◆ **Problem to solve**
Check every line of the entries below for the word "character", and copy the ones that have it.

◆ **Natural-language object grounding data**
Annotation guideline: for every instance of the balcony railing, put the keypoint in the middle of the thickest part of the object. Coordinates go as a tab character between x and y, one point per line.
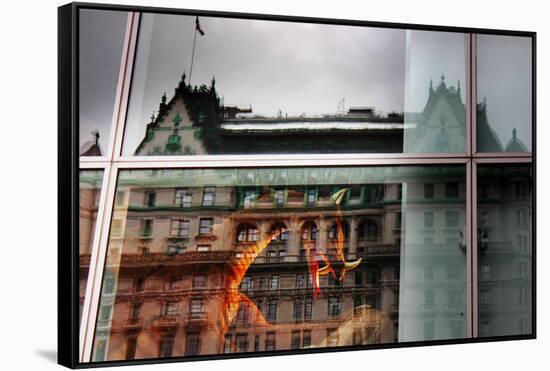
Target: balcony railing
196	317
166	321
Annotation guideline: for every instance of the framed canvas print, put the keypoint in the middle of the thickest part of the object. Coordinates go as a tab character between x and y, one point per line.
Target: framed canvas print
237	185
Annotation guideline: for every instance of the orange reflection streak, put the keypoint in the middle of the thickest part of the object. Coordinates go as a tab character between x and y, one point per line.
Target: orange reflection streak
241	261
337	198
236	270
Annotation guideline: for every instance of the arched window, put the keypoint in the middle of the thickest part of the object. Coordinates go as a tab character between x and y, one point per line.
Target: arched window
333	231
368	228
247	233
309	231
372	229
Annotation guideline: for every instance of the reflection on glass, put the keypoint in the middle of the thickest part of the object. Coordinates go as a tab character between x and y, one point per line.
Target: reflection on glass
282	259
505	250
101	35
90	190
257	87
504	93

◆ **Response to the exercise**
Annotation guideline: for every instance of the balcony railing, put the keypoint in the middle of the thickest part of the object. Coordinates go as a tab character between x and y, one point per line.
Annotation guideline: for every instance of the framed canvas print, put the keypoint in the middle of the thickest part of the object. Coordinates go as a tab character between x and y, one point per line.
Annotation guideline: for every instance of the orange reflection streak, put the keypoint in the middle of the thickest part of the object. Coordinates go as a tab character between x and y, one point per line.
Annotation guideline: for every instance of the arched window, put the keypoint in the middle of the thickest part of the object. Coordinates go as a tab character between x and y, one point per line.
Annotation guideline: for every instance of the reflection on glass, put the keypoint in the middle of the thickest part of the object. Coordinates go as a tab character between x and y, one point per line.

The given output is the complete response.